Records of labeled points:
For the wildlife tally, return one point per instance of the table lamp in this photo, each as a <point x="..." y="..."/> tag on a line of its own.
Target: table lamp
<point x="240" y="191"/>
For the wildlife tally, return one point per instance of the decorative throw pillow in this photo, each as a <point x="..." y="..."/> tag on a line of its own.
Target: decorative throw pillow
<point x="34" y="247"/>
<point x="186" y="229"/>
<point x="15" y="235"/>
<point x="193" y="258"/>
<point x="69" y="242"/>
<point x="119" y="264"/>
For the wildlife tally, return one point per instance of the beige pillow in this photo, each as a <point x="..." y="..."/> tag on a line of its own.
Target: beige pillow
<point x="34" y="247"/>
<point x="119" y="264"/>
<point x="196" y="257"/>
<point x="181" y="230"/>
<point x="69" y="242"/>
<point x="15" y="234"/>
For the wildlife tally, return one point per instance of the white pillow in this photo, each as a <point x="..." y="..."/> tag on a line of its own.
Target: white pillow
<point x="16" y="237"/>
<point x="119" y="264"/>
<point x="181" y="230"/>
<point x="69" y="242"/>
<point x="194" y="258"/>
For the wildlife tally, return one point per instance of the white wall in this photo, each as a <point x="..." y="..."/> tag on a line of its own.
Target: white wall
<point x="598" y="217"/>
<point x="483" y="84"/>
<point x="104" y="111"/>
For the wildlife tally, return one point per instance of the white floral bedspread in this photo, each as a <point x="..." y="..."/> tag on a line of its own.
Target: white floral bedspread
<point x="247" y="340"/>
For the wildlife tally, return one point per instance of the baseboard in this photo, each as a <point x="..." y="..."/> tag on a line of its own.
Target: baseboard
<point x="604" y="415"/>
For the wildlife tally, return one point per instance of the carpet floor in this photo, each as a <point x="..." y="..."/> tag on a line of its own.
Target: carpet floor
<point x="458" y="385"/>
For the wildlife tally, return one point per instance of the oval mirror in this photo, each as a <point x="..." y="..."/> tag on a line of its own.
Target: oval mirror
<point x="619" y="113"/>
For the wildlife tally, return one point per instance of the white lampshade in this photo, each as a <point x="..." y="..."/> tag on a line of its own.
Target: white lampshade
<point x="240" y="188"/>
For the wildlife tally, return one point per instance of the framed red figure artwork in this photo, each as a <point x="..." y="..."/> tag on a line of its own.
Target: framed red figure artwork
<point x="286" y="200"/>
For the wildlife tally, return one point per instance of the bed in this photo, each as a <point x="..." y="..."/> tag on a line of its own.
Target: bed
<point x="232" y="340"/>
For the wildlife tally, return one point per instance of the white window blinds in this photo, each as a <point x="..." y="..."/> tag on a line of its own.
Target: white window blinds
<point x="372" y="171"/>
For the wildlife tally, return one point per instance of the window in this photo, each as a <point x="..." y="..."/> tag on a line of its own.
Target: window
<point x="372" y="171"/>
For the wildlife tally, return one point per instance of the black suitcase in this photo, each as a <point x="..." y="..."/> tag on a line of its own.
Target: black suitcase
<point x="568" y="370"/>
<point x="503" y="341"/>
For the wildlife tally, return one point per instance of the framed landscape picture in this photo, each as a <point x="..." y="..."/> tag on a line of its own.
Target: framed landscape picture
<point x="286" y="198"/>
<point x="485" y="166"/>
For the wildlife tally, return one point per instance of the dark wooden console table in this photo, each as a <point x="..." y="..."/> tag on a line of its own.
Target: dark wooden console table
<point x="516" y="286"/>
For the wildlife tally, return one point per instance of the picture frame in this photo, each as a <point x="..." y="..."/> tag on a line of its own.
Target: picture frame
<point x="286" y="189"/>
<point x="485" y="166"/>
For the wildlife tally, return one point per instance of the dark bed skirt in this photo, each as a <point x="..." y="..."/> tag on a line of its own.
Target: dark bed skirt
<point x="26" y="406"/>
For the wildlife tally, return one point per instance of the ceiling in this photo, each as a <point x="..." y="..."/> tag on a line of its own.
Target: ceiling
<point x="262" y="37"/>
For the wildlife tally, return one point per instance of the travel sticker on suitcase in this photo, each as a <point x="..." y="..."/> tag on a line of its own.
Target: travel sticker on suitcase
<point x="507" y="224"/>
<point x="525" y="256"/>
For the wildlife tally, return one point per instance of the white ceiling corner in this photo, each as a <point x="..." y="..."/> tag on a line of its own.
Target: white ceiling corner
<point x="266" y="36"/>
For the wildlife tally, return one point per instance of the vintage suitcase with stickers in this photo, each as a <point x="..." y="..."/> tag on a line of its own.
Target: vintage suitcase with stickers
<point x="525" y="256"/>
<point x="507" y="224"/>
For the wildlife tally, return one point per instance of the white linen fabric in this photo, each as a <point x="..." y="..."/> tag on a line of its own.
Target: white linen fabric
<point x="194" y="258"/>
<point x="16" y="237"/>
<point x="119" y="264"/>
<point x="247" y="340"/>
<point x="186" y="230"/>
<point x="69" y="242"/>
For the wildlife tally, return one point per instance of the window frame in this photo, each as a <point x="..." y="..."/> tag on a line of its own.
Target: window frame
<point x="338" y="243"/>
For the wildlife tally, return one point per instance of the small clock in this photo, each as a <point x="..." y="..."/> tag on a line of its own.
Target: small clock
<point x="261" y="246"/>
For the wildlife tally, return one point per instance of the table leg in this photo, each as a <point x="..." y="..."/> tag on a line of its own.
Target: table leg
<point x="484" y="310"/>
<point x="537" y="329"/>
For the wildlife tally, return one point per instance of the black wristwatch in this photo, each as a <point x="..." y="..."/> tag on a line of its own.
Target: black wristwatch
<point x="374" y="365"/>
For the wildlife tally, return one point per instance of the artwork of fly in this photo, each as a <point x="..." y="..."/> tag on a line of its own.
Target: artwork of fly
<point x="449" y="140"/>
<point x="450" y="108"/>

■ Problem statement
Give the complete listing a second time, exactly as it reads.

■ Final result
For the wildlife tally, return one point per instance of the table lamp in this photo, each as a <point x="..." y="..."/> tag on a line of its own.
Target: table lamp
<point x="240" y="191"/>
For the wildlife tally, return one point per instance of the decorative throw pillow in this photo, each as a <point x="..." y="..."/> tag on a line of its own.
Target: decorative throw pillow
<point x="34" y="247"/>
<point x="186" y="229"/>
<point x="15" y="235"/>
<point x="193" y="258"/>
<point x="69" y="242"/>
<point x="119" y="264"/>
For the wildlife tally, return one point per instance of the beige pillow in this photo, each as a <point x="..." y="..."/> tag on a line of its own.
Target: beige pillow
<point x="34" y="247"/>
<point x="119" y="264"/>
<point x="196" y="257"/>
<point x="181" y="230"/>
<point x="69" y="242"/>
<point x="15" y="234"/>
For the wildlife tally, return one point per instance of the white pillow in this photo, each as a <point x="..." y="..."/> tag on a line of its own.
Target: white pillow
<point x="16" y="237"/>
<point x="119" y="264"/>
<point x="181" y="230"/>
<point x="69" y="242"/>
<point x="194" y="258"/>
For the wildlife tally, return one point per instance of the white wall in this photo, each as a <point x="..." y="..."/> tag on a line of its own.
Target: white wall
<point x="598" y="217"/>
<point x="483" y="84"/>
<point x="104" y="111"/>
For the wildlife tally, return one point per instance of the white floral bedspread in this photo, each as a <point x="..." y="..."/> tag on a line of its own.
Target: white floral bedspread
<point x="247" y="340"/>
For the wildlife tally, return one point per instance of the baseboard in this photo, each as a <point x="..." y="..."/> tag on a line of its own.
Target: baseboard
<point x="604" y="415"/>
For the wildlife tally, return one point per instance of the carpet floor in this photo, each as a <point x="..." y="..."/> tag on a line of its own.
Target: carpet floor
<point x="458" y="385"/>
For the wildlife tally, return one point per instance of the oval mirror in this photo, each as a <point x="..." y="..."/> tag on a line of its own.
Target: oval mirror
<point x="619" y="113"/>
For the wildlife tally, return one point per instance of the white lampshade in this photo, each as a <point x="..." y="..."/> tag on a line of its own.
Target: white lampshade
<point x="240" y="188"/>
For the wildlife tally, return one point per instance of the framed red figure artwork in this photo, each as a <point x="..." y="..."/> tag on a line of its own.
Target: framed red figure artwork
<point x="286" y="200"/>
For the wildlife tally, return one point per instance of the bed in this photo, each as a <point x="..." y="..."/> tag on a line of its own.
Target: bed
<point x="232" y="340"/>
For the wildlife tally, return one point per instance of the white window blinds in this photo, each as a <point x="..." y="..."/> tag on a line of its own.
Target: white window blinds
<point x="372" y="171"/>
For the wildlife tally, return one point per instance of the window in this photo, each as a <point x="..." y="..."/> tag on a line of its own.
Target: window
<point x="372" y="171"/>
For the wildlife tally, return one point per instance of the black suitcase in this photo, each as a <point x="..." y="..."/> tag on a line of its own.
Target: black suitcase
<point x="568" y="370"/>
<point x="503" y="341"/>
For the wildlife tally, return one point per instance of the framed landscape picture in this photo, each as a <point x="..." y="..."/> tag on a line of its own.
Target: framed landscape picture
<point x="286" y="198"/>
<point x="485" y="166"/>
For the wildlife tally, return one point per instance of the dark wooden console table in this photo, each as a <point x="..." y="..."/> tag on a line of its own.
Target: dark wooden console table
<point x="516" y="286"/>
For the wildlife tally, return one point per instance of the picture frame in this photo, each as a <point x="..." y="..."/> tag on a line of its own.
Target: picture frame
<point x="286" y="189"/>
<point x="485" y="166"/>
For the wildlife tally, return one point per instance of the dark bed skirt in this photo, each as a <point x="..." y="..."/> tag on a line of its own.
Target: dark bed skirt
<point x="26" y="406"/>
For the wildlife tally, return one point per instance of the ceiling in this photo, each as a <point x="..." y="..."/> tag on a line of its own.
Target: ceiling
<point x="262" y="37"/>
For the wildlife tally, return one point per instance of the travel sticker on suitcase in this photo, each as a <point x="..." y="..."/> tag on a line of its own.
Target: travel sticker on suitcase
<point x="507" y="224"/>
<point x="525" y="256"/>
For the wildlife tally, return one point per instance of the white ceiling corner in this photo, each as a <point x="..." y="..."/> tag on a line of its own.
Target: white ceiling corner
<point x="266" y="36"/>
For the wildlife tally, return one point per instance of the vintage suitcase with stickers in this photo, each as a <point x="..." y="..."/> tag on a line of its own.
Target: vintage suitcase with stickers
<point x="525" y="256"/>
<point x="507" y="224"/>
For the wildlife tally, return one point per instance of the white linen fabric in this photo, each as a <point x="..." y="..."/> tag on a line of its own.
Target: white linen fabric
<point x="194" y="258"/>
<point x="16" y="237"/>
<point x="119" y="264"/>
<point x="247" y="340"/>
<point x="186" y="230"/>
<point x="69" y="242"/>
For the wildlife tally, return one point per instance of the window frame in this photo, each as a <point x="..." y="..."/> tag on a line of its own.
Target: window frame
<point x="338" y="243"/>
For the wildlife tally, return one point per instance of the small clock in this photo, each as a <point x="..." y="..."/> tag on a line of its own.
Target: small clock
<point x="261" y="246"/>
For the wildlife tally, return one point per instance of the table leg in this photo, each as a <point x="..." y="..."/> tag on a line of its own.
Target: table leg
<point x="484" y="310"/>
<point x="537" y="329"/>
For the wildlife tally, return one point per instance of the black wristwatch in this photo, each as a <point x="..." y="..."/> tag on a line of its own.
Target: black wristwatch
<point x="374" y="365"/>
For the wildlife tally, return one point per instance of the artwork of fly in this photo, each as a <point x="..." y="..."/> tag on a line of its own.
Target: artwork of fly
<point x="449" y="140"/>
<point x="450" y="108"/>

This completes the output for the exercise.